SELECTION:
%%
FIG. 2a is a schematic illustration according to the preferred embodiment of this indexing technique using the BIT token implementation, whereby a bitmap index is used in a novel way by reversing its conventional usage of only representing one cardinal value or attribute (e.g., “Female Gender”). Instead, it is make to represent all attributes for one given category. Bitmap indices are preferred for its efficient storage and its affinity to computer operations, being represented and executed on at binary bit level. For example, item 110 in FIG. 2 is a typical record, file or document containing certain attributes, such as age, marital status and gender. Item 120 is a file (corresponding to the MADD_AttrDesc file) containing segments with various classification values for age, marital and gender—such as age group less than 21, between 21 to 40, and greater than 40, marital status class of single, marital, and divorced, and gender group for male and female. These eight segments are each uniquely assigned a sequence number as represented by item 121 (corresponding to MADD_PosSeqNbr). These eight classifications are represented by a bitmap index as item 130, each bit within the bitmap index corresponds to 1 defined classification segment correspondingly in item 120 and item 121. Hence, for item 110 representing one particular instance of a student record or document for a single female named Christine of 11 years of age, the bit setting within the bitmap index is illustrated as item 130. A state of ‘1’ for a bit indicates the presence of that classification for the indexed target file, item 110. This bitmap index can be implemented as an embedded token, as item 131, into item 110 to replace the attributes of age, marital status and gender in item 110, now referenced as item 111.
%%
DATASET ROWS:
%%
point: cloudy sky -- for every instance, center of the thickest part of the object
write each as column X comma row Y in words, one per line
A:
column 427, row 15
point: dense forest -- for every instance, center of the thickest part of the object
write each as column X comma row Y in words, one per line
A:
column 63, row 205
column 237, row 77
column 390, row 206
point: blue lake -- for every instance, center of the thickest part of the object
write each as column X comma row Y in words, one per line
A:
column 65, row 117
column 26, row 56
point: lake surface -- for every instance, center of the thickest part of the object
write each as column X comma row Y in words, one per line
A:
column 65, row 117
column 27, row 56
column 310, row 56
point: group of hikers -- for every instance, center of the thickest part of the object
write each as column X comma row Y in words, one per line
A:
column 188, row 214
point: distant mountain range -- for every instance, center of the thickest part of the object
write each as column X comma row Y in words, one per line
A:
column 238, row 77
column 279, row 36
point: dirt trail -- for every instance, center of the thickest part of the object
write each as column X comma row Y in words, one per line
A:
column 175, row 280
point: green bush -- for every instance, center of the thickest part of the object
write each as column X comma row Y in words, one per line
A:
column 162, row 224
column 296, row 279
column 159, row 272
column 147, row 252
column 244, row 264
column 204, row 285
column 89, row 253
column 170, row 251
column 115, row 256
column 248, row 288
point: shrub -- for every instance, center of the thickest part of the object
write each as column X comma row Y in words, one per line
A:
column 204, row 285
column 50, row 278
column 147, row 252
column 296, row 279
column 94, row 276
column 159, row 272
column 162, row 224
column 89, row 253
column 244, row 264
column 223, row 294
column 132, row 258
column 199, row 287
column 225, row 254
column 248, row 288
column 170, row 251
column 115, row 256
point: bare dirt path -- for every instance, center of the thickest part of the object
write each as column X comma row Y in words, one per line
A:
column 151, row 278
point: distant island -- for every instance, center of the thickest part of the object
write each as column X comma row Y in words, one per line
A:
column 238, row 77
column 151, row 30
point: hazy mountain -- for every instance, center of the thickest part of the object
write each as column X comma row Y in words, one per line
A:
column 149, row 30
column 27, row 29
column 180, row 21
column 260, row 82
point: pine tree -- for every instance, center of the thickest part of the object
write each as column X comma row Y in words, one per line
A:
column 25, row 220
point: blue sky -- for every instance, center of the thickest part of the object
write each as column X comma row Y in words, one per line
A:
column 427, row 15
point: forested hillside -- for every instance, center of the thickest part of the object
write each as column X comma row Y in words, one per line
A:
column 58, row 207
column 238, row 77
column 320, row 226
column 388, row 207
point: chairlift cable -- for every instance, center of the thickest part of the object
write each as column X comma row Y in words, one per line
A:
%%
OBJECTIVE: Continue the passage on the bitmap index from its last sentence. The records play no part in this work.

ANSWER FOR THE TASK:
FIG. 2b is a schematic illustration according to the preferred embodiment of this indexing technique, but using the “Sequential Identifier Referencing” implementation, whereby the unique Identifier-ID sequence number of indexed attributes for the student record are captured and stored into AIDD_IDXtoken entries. Using the same example of FIG. 2a, instead of the BIT token with its “turn-on” bits to represent corresponding indexed segments of the classification, we now have AIDD_lndexCnt with a value of 3 to denote that three classification segments have been indexed for the student record, and three occurrences of AIDD_PosSeqNbr allocated. Each AIDD_PosSeqNbr entry contains the sequence number of the indexed attributes (from MADD_PosSeqNbr), that is, the number 1, 4 and 8.
FIG. 3 is a schematic diagram illustrating the relationship between the MAD-DS detail record set, one particular AID-DS detail record, an indexed target file and the front-end display screen, according to the preferred embodiment of the invention.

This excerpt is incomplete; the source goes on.